Report back each line of the records that contains the string "horse".

▬▬▬▬▬▬

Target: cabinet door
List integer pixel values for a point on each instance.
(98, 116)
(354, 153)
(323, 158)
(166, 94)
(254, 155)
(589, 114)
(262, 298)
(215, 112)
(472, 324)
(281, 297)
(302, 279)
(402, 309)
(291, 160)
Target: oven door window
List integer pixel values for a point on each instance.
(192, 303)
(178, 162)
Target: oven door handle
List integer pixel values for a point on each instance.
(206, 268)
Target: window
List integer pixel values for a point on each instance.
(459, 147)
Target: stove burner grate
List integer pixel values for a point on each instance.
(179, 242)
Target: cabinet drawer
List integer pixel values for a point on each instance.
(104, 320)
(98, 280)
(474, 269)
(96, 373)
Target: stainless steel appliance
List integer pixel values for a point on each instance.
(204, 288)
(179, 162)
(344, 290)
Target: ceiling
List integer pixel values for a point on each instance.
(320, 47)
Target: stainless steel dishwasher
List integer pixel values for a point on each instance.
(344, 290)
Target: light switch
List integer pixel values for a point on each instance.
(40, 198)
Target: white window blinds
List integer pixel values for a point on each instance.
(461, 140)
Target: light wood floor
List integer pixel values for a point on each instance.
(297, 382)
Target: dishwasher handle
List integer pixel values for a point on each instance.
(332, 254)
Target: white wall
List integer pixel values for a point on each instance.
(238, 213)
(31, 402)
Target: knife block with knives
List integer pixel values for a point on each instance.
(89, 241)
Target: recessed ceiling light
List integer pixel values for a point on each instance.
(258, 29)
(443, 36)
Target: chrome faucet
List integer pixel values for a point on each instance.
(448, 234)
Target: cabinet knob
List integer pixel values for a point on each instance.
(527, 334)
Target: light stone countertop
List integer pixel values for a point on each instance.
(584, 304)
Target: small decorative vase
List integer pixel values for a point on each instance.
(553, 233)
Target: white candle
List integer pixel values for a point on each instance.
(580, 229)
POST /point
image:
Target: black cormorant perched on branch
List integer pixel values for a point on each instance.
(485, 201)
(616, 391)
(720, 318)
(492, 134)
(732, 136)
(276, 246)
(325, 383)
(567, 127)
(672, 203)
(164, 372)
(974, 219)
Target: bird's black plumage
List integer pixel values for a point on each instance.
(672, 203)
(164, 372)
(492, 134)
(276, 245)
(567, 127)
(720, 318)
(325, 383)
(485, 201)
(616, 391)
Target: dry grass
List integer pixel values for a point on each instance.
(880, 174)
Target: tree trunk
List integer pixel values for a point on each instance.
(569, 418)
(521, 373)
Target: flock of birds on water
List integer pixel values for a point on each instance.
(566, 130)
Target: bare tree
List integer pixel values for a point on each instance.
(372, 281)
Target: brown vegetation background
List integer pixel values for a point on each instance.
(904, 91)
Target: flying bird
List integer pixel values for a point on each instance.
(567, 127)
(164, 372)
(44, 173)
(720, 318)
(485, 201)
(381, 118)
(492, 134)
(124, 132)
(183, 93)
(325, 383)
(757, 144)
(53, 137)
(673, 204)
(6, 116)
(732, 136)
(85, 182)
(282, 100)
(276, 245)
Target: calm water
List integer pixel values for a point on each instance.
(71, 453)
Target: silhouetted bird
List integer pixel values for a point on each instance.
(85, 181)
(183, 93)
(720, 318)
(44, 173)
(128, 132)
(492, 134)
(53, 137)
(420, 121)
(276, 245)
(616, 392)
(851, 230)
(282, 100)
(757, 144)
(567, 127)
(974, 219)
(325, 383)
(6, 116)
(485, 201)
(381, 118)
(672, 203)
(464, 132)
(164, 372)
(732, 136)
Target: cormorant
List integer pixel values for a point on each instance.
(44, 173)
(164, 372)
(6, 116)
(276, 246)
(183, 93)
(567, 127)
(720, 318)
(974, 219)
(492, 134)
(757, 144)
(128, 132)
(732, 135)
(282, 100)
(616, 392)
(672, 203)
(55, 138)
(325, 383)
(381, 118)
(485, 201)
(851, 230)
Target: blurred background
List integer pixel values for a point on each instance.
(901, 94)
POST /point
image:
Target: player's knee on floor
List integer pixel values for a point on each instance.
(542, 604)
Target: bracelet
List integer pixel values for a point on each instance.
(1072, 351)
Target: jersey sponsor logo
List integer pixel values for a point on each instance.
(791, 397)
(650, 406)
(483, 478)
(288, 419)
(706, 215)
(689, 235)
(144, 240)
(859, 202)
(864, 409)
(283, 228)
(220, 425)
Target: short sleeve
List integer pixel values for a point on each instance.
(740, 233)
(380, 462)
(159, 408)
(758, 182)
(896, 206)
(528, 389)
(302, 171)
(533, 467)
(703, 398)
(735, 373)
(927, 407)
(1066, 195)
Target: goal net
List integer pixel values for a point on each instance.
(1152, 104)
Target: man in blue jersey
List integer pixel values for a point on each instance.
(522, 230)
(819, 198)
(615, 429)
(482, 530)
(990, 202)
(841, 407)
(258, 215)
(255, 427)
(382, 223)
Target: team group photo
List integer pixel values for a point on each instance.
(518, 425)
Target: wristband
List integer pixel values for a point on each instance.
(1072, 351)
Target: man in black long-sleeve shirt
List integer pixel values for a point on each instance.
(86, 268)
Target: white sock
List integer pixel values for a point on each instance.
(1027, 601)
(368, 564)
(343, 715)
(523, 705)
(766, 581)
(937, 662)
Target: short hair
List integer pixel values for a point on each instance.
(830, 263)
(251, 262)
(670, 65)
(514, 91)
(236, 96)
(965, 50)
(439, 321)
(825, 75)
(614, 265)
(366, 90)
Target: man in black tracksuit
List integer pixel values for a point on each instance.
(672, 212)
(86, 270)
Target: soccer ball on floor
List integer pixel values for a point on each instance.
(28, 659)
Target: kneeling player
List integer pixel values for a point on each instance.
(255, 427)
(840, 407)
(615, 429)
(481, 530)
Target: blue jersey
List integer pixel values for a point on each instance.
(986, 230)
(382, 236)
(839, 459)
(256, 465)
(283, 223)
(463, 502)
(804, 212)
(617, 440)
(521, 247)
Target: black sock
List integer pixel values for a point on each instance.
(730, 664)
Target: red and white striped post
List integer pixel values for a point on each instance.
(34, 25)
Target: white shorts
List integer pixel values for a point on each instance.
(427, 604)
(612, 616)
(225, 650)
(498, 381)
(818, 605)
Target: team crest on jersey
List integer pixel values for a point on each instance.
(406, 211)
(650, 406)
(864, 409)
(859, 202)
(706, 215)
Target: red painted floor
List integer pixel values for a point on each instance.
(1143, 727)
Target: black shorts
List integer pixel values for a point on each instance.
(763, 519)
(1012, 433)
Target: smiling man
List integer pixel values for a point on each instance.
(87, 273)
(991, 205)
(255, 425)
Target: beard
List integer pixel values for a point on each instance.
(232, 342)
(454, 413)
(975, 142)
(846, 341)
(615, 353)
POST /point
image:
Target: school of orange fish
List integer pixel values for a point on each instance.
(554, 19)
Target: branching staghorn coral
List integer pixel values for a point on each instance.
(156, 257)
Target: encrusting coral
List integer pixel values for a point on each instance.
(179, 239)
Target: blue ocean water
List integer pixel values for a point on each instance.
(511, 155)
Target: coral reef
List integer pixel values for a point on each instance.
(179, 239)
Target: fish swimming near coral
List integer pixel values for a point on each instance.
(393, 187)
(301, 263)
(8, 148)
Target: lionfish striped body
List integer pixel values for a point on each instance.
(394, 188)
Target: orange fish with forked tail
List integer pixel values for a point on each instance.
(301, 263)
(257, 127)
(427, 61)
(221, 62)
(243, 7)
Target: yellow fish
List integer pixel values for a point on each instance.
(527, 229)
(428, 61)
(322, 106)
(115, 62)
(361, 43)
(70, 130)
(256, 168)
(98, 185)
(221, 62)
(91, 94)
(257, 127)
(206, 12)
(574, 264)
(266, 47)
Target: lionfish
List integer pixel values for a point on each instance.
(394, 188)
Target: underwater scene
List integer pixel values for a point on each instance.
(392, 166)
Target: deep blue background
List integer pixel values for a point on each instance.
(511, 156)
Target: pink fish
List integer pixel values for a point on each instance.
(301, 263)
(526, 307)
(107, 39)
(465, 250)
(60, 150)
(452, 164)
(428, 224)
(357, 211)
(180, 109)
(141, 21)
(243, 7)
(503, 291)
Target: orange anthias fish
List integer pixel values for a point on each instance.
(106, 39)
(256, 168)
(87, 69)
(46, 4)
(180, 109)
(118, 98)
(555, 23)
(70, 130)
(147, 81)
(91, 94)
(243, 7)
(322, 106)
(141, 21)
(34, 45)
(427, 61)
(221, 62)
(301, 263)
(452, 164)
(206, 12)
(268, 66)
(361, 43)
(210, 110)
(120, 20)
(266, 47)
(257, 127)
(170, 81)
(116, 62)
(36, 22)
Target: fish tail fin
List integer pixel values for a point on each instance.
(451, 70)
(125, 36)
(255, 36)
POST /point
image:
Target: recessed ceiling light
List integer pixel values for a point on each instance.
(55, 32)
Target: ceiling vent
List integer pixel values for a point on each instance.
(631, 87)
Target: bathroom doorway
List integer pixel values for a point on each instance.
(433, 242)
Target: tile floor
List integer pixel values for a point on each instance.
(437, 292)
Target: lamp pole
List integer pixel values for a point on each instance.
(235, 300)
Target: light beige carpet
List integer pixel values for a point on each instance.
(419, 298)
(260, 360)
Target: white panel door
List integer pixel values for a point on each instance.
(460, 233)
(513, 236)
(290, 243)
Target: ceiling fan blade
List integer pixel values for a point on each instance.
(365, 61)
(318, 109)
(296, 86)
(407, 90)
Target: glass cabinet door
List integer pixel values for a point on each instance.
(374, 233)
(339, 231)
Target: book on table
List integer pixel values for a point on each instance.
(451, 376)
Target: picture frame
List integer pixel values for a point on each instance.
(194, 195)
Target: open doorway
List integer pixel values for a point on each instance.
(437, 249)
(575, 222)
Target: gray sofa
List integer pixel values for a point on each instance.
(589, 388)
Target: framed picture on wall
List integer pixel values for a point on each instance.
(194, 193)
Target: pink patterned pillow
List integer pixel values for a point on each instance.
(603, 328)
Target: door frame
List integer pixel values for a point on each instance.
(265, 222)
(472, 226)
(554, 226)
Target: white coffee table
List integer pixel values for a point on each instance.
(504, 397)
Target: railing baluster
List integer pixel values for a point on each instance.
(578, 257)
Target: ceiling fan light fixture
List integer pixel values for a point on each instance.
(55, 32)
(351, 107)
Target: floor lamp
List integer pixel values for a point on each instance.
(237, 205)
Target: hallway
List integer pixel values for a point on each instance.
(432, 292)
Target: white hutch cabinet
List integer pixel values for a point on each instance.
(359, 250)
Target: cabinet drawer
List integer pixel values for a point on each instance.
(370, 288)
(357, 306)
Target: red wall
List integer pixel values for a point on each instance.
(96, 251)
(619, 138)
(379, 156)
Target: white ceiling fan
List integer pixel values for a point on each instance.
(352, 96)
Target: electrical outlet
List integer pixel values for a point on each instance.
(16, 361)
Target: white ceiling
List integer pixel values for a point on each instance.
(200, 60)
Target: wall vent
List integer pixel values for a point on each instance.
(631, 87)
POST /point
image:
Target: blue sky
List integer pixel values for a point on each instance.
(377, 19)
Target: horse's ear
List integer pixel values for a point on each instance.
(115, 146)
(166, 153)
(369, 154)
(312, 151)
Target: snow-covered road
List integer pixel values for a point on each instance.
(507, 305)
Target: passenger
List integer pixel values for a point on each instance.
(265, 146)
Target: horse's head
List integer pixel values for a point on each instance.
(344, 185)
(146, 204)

▬▬▬▬▬▬

◆ **The answer**
Target: horse's ear
Target: horse's head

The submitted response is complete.